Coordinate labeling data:
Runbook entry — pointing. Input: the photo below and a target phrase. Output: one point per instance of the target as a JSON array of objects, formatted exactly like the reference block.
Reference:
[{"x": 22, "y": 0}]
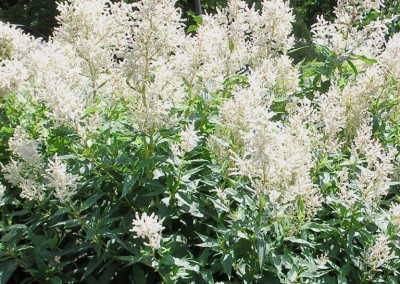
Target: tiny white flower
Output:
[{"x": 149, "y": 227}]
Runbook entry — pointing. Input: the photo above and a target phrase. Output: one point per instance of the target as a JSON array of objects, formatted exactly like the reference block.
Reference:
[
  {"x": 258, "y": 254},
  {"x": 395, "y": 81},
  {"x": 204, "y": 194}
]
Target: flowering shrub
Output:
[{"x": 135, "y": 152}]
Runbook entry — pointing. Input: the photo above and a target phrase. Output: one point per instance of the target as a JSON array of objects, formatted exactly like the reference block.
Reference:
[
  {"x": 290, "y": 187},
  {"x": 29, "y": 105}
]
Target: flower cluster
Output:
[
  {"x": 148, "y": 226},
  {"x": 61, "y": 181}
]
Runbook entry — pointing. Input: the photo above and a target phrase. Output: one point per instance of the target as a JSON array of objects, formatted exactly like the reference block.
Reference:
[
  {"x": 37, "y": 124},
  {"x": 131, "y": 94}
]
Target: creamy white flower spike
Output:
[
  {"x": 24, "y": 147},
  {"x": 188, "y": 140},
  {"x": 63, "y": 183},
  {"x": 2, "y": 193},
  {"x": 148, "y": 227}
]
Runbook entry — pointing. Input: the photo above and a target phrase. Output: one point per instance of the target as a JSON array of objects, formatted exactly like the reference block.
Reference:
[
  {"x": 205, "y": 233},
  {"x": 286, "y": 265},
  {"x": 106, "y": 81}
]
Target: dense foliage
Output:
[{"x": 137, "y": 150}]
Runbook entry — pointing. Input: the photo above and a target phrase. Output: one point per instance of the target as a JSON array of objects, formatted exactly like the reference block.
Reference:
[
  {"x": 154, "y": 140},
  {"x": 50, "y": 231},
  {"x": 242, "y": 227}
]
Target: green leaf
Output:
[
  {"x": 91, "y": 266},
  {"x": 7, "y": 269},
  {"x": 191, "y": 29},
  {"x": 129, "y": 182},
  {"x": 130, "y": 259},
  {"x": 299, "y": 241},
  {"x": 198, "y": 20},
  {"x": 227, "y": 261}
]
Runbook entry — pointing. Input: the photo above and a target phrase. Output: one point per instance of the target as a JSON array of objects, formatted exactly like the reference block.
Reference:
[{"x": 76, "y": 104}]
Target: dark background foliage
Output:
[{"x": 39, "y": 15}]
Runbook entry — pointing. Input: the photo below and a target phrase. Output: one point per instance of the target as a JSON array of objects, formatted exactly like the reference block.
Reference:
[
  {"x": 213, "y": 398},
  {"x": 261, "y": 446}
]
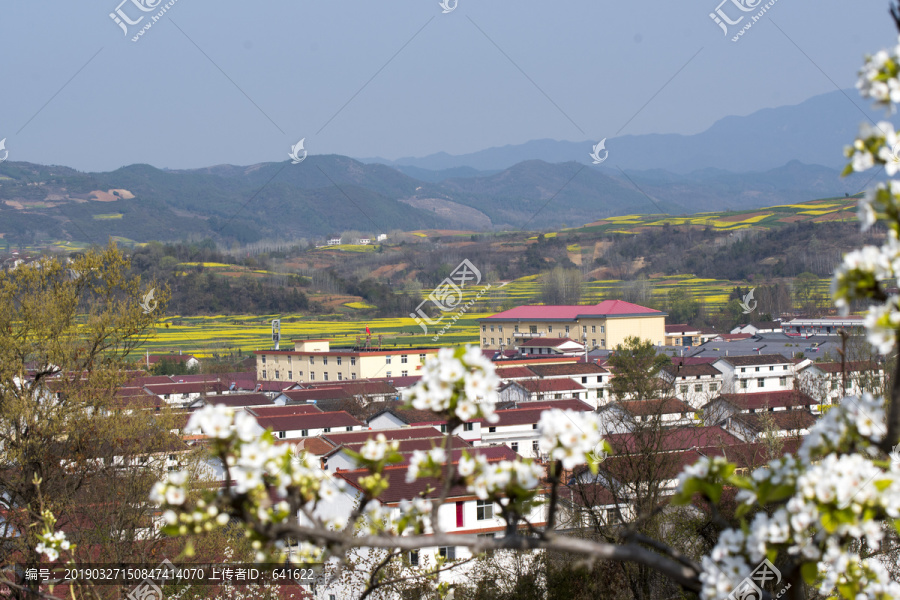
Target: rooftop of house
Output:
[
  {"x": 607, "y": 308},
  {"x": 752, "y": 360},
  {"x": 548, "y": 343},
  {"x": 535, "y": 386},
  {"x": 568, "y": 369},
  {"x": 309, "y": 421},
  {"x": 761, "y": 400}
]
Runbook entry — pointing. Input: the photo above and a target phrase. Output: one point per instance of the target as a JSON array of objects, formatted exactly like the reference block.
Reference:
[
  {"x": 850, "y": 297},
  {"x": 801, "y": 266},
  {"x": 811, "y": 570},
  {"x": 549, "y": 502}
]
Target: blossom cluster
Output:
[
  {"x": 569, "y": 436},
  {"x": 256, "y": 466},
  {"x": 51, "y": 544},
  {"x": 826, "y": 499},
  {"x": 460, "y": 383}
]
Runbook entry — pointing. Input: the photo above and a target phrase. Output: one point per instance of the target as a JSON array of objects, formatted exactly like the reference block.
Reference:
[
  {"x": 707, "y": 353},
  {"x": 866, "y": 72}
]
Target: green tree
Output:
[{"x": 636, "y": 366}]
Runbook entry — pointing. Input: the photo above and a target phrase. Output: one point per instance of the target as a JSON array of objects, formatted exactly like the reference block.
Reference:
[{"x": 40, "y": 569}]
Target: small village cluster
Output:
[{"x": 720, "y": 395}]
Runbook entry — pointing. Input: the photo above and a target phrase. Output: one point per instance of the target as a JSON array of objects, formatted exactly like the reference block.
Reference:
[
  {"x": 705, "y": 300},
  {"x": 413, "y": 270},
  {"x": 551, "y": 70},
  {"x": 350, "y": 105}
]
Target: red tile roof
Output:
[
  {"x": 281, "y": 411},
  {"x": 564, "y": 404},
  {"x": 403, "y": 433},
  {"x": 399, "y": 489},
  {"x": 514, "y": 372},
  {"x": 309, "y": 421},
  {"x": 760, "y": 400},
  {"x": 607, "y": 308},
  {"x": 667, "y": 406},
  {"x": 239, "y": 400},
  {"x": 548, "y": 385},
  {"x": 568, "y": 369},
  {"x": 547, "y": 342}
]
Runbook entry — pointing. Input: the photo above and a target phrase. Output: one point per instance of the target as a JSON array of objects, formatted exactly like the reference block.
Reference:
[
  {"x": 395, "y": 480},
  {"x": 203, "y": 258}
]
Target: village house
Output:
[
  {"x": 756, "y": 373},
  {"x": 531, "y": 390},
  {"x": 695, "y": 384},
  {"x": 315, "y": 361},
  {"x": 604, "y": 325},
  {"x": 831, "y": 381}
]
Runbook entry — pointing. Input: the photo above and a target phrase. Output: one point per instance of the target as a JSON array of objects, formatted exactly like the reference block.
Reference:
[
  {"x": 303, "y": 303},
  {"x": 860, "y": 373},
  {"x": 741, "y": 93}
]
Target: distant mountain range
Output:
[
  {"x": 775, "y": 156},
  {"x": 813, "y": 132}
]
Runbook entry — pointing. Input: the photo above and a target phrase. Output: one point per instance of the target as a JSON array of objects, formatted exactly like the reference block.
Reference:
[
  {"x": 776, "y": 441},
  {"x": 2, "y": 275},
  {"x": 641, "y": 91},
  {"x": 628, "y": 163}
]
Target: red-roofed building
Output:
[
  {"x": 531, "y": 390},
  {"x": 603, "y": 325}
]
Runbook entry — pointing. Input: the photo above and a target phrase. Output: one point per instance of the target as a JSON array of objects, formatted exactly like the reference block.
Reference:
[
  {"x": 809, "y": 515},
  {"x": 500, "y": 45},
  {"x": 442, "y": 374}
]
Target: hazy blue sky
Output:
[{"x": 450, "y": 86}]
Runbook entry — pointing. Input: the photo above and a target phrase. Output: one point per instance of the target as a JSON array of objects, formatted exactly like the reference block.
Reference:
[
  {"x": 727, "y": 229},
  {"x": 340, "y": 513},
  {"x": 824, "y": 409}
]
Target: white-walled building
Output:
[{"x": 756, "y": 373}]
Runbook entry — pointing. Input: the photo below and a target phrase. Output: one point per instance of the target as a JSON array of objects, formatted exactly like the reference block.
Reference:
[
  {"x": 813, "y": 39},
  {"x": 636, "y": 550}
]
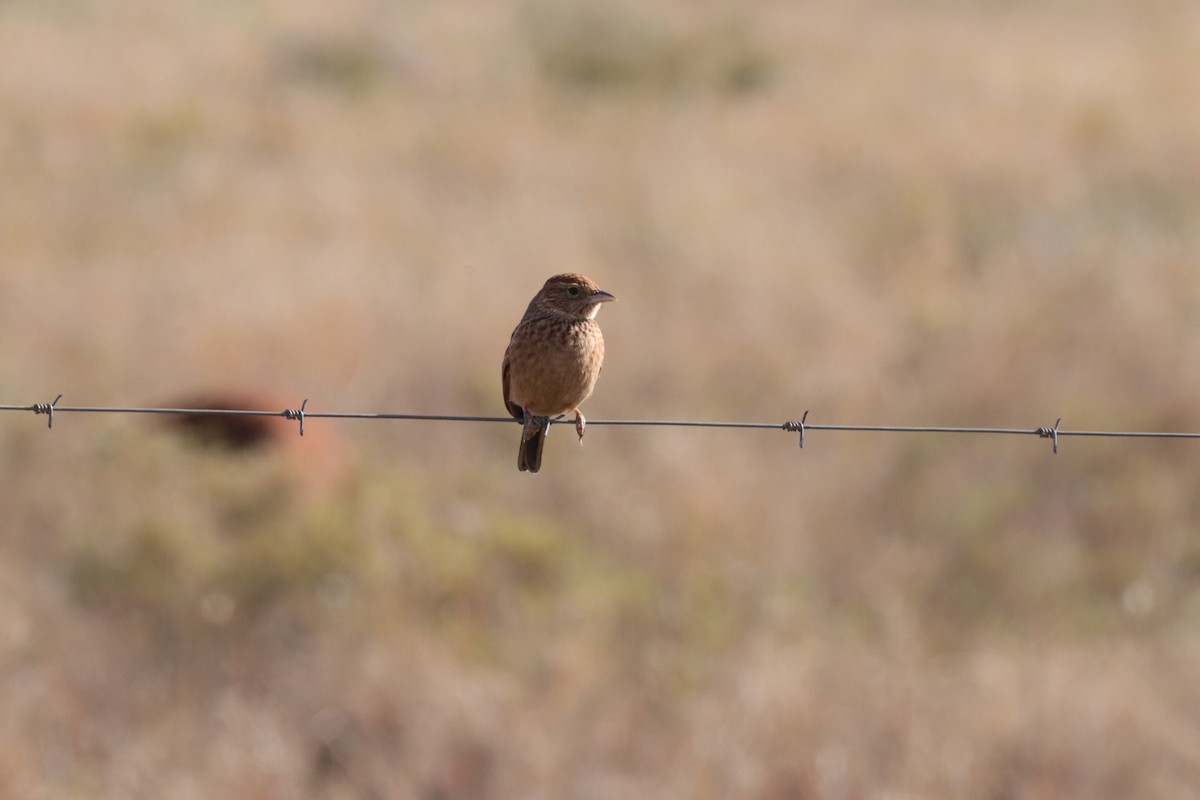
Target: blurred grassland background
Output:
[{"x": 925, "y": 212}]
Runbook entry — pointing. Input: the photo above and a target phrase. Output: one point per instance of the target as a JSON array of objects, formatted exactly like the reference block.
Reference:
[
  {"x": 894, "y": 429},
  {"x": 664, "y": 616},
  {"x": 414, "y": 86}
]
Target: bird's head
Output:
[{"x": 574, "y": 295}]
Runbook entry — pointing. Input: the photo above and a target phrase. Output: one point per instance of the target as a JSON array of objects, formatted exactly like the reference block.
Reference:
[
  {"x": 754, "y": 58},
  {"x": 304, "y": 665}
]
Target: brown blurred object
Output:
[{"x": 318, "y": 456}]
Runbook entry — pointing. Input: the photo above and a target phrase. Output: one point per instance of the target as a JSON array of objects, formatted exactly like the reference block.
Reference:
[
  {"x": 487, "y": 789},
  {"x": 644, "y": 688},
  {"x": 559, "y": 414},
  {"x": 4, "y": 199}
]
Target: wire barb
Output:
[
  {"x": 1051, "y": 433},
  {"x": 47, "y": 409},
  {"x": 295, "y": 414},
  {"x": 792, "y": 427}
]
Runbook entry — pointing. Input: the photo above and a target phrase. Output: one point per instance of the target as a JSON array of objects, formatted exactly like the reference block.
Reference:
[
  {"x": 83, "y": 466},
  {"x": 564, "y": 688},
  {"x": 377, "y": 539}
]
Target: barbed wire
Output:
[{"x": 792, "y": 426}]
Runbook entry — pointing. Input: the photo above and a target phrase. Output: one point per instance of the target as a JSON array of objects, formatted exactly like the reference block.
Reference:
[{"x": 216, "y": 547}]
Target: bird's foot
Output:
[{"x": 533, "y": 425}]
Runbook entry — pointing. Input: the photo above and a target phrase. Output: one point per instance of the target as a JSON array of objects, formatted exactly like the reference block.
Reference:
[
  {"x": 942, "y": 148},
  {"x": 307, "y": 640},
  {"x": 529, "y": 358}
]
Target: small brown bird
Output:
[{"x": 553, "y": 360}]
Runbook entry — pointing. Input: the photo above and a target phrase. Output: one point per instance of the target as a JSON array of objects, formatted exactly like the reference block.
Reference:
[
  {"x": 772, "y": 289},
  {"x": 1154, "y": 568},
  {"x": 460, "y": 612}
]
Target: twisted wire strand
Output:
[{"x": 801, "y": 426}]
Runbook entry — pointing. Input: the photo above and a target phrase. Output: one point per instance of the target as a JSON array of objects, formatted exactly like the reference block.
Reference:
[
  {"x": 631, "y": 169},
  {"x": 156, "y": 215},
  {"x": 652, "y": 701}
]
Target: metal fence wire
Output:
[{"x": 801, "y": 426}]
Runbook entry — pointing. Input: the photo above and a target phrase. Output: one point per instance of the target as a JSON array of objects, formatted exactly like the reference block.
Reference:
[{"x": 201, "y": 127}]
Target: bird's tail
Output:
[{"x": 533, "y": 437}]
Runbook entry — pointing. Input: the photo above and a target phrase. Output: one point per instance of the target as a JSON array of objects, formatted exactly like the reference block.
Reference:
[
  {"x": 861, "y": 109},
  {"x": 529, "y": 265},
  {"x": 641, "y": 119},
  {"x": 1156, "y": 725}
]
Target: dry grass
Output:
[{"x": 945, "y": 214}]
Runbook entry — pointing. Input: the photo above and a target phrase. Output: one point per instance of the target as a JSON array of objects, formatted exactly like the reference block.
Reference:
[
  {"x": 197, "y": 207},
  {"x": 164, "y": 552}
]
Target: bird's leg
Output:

EXERCISE OBJECTIVE:
Pick out each line of the records above that contains the word "house" and copy every one of those lines in full.

ANSWER BELOW:
Target: rooftop of house
Target: village house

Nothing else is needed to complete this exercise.